== Excerpt provided ==
-------------------------
Here, the Parole Board's revocation of Brinson's parole did not violate due process. The summary provided from the parole revocation hearing set out Brinson's parole history, including that his parole had been extended at the time he committed, and subsequently pled guilty to, the 2023 assault and battery charges. (ECF 10-2, PageID.94-96). Brinson was provided with written notice of the alleged parole violations; the evidence supporting the charges asserted against him; an opportunity to be heard in person and to present, confront, and cross-examine witnesses and documentary evidence; a neutral and detached hearing body; and a written statement by the hearing officer as to the evidence relied upon and reasons for revoking parole. (ECF 10-2, PageID.94-96). And Brinson does not contest that he was given a formal hearing with appointed counsel to challenge the parole revocation charges.

C. Timeliness of the Parole Revocation Hearing

Insofar as Brinson maintains that he was not afforded a prompt or speedy parole revocation hearing, he is not entitled to habeas relief. A parole revocation hearing must take place within a reasonable time after the parolee is taken into custody. Morrissey, 408 U.S. at 488. To determine whether a delay in conducting a parole revocation hearing is unreasonable, the court must consider (1) the length of the delay, (2) the reasons for the delay; (3) the alleged violator's attempts to assert the right to a timely hearing, and (4) prejudice to the alleged violator. See Moore v. Hofbauer, 144 F.Supp.2d 877, 881 (E.D. Mich. 2001) (citation omitted). “No prejudice or unreasonableness is established where the delay is attributable wholly to the parolee's actions or a request for adjournment.” Wooly v Evans, No. ED CV 08-00641-DDP(VBK), 2009 U.S. Dist. LEXIS 124368, at *12 (C.D. Cal. Feb. 11, 2009), adopted by sub nom Wooley v. California, No. ED CV 08-00641-DDP, 2010 U.S. Dist. LEXIS 8044, at *1 (C.D. Cal. Jan. 29, 2010); see also Kincaid v. Lafler, No. 07-11414, 2008 U.S. Dist. LEXIS 66897, at *11 (E.D. Mich. Aug. 28, 2008) (“[T]he delay was a result of Petitioner's request for an adjournment. Furthermore, Petitioner fails to show how he was prejudiced.).

Here, Brinson requested an adjournment of the formal hearing while he was still on an extension of parole in November 2022. The record is devoid of any evidence showing that he requested a formal hearing sooner than the January 2024 formal hearing date.

Brinson also fails to establish prejudice since there is no indication that the delay prevented any favorable witness from testifying or precluded the introduction of exculpatory or mitigating evidence. See Moore, 144 F.Supp.2d at 881. And Brinson does not demonstrate that conducting the hearing earlier would have altered the Parole Board's ultimate decision. Id. Brinson is, therefore, not entitled to habeas relief on any of his due process claims.
-------------------------
== Entries supplied ==
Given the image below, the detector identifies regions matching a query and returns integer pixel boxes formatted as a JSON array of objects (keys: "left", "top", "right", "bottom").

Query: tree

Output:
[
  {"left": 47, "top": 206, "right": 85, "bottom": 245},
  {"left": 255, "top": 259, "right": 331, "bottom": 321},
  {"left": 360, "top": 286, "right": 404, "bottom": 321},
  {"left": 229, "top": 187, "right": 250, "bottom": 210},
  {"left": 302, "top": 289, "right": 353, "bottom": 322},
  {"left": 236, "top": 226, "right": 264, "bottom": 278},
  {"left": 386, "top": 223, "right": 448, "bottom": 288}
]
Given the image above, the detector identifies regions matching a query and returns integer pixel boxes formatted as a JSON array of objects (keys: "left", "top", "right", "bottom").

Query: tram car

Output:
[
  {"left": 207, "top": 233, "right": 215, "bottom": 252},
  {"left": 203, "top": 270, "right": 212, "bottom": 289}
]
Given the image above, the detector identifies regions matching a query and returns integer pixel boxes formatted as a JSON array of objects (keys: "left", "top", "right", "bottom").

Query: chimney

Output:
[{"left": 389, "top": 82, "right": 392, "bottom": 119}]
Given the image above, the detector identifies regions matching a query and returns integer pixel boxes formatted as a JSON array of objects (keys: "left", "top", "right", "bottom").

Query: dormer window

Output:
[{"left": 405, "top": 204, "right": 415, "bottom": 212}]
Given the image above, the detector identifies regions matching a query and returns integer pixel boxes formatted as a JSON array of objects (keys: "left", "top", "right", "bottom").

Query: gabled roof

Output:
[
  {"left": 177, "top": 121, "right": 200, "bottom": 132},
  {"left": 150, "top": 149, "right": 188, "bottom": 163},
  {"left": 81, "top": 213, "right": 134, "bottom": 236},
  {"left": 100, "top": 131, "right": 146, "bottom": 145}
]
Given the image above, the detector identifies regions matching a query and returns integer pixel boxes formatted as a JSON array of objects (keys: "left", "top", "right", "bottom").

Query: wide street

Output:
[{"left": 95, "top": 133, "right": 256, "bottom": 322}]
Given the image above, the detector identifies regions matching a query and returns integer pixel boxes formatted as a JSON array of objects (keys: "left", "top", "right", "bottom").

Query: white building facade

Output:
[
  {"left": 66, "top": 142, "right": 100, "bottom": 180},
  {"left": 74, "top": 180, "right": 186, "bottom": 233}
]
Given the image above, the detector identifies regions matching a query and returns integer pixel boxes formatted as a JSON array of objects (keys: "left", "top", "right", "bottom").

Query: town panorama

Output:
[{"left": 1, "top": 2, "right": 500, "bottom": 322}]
-------------------------
== Tasks and exercises ==
1. Recast the paragraph of the court opinion on Brinson's parole revocation that begins "Here, the Parole Board's revocation" as a bulleted list that keeps its main facts.
2. Carry the court opinion on Brinson's parole revocation forward from its final sentence.

== Set of answers ==
1.
- The Parole Board's revocation of Brinson's parole did not violate due process.
- The summary from the revocation hearing set out his parole history. It noted that his parole had been extended when he committed the 2023 assault and battery charges, to which he later pled guilty (ECF 10-2, PageID.94-96).
- Brinson received:
  - written notice of the alleged parole violations
  - the evidence supporting the charges against him
  - an opportunity to be heard in person and to present, confront, and cross-examine witnesses and documentary evidence
  - a neutral and detached hearing body
  - a written statement by the hearing officer of the evidence relied upon and the reasons for revoking parole
- Brinson does not contest that he was given a formal hearing with appointed counsel to challenge the revocation charges.

2.
D. Certificate of Appealability

Aside from finding that habeas relief is unwarranted the Court will also deny Brinson a certificate of appealability. To obtain a certificate of appealability, a prisoner must make a substantial showing of the denial of a constitutional right. 28 U.S.C. § 2253(c)(2). To demonstrate this denial, the applicant is required to show that reasonable jurists could debate whether, or agree that, the petition should have been resolved in a different manner, or that the issues presented were adequate to deserve encouragement to proceed further. Slack v. McDaniel, 529 U.S. 473, 483-84 (2000). When a district court rejects a habeas petitioner's constitutional claims on the merits, the petitioner must demonstrate that reasonable jurists would find the district court's assessment of the constitutional claims to be debatable or wrong. Id. at 484. “The district court must issue or deny a certificate of appealability when it enters a final order adverse to the applicant.” Rules Governing § 2254 Cases, Rule 11(a).

The Court will deny Brinson a certificate of appealability because he fails to make a substantial showing of the denial of a federal constitutional right. The Court further concludes that Brinson should not be granted leave to proceed in forma pauperis on appeal because it would not be taken in good faith. 28 U.S.C. § 1915(a)(3); Fed. R. App. P. 24(a)(3). Accordingly, IT IS ORDERED that the petition for a writ of habeas corpus (ECF No. 1) is denied with prejudice.

IT IS FURTHER ORDERED that a certificate of appealability is denied.

IT IS FURTHER ORDERED that Brinson may not file an appeal in forma pauperis because it would not be taken in good faith.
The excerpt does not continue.